=== Task input ===

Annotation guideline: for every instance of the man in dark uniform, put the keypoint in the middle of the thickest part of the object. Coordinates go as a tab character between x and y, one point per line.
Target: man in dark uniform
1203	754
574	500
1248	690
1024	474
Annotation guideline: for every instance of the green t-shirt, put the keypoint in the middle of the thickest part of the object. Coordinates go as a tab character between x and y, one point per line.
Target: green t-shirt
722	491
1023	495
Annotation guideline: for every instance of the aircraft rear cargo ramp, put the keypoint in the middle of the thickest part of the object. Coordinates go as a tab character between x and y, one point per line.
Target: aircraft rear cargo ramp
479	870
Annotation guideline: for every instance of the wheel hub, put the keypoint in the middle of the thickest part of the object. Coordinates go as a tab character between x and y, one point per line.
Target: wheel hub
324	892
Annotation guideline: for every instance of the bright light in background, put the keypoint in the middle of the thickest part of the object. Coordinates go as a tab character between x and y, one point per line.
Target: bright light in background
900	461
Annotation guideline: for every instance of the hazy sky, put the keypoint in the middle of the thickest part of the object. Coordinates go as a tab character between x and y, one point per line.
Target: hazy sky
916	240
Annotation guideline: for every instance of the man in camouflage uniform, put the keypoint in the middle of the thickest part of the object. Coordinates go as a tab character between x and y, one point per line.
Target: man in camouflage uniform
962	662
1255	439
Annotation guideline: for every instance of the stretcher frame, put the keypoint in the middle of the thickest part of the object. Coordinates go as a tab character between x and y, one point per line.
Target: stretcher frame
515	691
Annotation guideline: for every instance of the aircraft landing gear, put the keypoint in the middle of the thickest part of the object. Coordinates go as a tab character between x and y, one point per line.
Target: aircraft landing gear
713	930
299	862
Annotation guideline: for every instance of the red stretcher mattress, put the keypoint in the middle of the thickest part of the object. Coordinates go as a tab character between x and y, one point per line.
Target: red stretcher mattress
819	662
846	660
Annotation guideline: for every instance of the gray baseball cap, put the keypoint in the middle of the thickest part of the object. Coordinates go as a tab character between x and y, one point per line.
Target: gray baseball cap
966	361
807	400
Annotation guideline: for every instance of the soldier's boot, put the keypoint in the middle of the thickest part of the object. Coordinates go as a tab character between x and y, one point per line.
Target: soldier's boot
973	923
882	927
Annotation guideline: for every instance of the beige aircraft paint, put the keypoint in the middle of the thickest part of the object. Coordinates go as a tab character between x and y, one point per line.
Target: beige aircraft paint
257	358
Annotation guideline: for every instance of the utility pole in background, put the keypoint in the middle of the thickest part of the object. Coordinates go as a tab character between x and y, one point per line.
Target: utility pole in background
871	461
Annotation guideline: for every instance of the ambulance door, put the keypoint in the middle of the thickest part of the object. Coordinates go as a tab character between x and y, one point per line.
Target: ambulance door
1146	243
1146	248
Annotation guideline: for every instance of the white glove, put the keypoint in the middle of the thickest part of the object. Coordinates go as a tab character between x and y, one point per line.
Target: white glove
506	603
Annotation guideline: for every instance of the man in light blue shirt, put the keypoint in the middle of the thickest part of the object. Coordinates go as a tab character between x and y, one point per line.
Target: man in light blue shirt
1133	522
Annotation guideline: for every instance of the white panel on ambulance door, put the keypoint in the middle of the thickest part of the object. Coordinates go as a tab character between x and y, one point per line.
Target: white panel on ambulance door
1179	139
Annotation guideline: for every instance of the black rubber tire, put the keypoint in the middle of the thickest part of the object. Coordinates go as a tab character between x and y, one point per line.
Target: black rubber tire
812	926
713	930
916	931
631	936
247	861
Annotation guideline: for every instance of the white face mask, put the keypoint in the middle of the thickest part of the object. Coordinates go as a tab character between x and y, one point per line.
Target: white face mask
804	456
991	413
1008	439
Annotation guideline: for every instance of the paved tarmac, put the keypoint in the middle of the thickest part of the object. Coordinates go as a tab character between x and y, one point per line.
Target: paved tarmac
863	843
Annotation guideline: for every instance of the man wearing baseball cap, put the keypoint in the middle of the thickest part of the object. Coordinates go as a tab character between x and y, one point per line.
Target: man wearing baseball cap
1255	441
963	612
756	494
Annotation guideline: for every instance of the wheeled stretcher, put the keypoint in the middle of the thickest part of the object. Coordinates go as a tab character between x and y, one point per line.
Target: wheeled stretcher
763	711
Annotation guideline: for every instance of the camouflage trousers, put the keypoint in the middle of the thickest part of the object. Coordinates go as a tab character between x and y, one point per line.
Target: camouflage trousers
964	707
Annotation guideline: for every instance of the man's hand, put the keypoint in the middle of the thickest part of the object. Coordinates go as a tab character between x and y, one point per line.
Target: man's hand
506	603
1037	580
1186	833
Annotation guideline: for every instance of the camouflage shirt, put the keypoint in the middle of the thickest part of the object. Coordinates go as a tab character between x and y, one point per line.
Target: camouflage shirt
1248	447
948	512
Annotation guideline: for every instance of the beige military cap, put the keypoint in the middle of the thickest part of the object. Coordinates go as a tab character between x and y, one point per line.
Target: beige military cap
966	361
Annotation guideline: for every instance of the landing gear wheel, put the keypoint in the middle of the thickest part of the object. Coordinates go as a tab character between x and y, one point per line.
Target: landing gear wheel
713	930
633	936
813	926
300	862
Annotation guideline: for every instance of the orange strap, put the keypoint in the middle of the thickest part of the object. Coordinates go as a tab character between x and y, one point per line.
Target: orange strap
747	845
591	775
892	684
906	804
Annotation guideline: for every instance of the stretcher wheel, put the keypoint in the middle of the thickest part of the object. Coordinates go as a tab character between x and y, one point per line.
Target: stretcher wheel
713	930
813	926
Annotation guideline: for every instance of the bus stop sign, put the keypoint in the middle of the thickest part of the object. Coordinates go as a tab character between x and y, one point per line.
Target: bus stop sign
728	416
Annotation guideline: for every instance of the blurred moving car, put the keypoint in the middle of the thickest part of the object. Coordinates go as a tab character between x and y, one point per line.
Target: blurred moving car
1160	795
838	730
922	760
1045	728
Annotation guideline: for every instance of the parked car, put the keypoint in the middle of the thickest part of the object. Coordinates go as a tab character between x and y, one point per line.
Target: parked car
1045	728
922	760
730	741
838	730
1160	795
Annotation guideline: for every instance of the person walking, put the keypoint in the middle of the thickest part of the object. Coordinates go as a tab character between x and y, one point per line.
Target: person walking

===

### Problem requirements
Reproduce, word for word, every line starting at the line that contains "Annotation guideline: for every instance of the orange" and ending with the final line of the entries.

### Task solution
Annotation guideline: for every instance of the orange strap, put the keypoint in the middle of the thickest part of the object. Coordinates go as a tab character between x and y, one point per line.
Target: orange strap
747	845
591	775
892	684
906	804
Annotation guideline: for every instance of the stretcher wheel, put the keypoint in the middle of the thickest part of the object. Coordinates go as a tab character between x and y, one point per line.
Target: stretcher wheel
713	930
813	926
Annotation guideline: for every instance of the bus stop sign, put the keypoint in the middle of the thickest part of the object. Coordinates go as a tab character between x and y, one point per line.
Target: bus stop sign
728	416
Annotation guideline: for every instance of the blurred moving car, put the keypoint in the middle of the thickest part of the object. Coordinates go as a tab character between x and y, one point per line.
Target: blurred moving car
1160	795
838	730
922	760
1045	728
Annotation guideline: for every instance of the parked car, put the keypoint in the middle of the thickest part of the object. Coordinates go as a tab character between x and y, one point per line.
Target: parked car
1045	728
922	760
730	741
838	730
1160	795
Annotation guideline: for every instance of the person walking, put the keypoint in the middle of the thickest part of the object. Coordinates go as a tab character between x and y, one point per line.
Target: person walking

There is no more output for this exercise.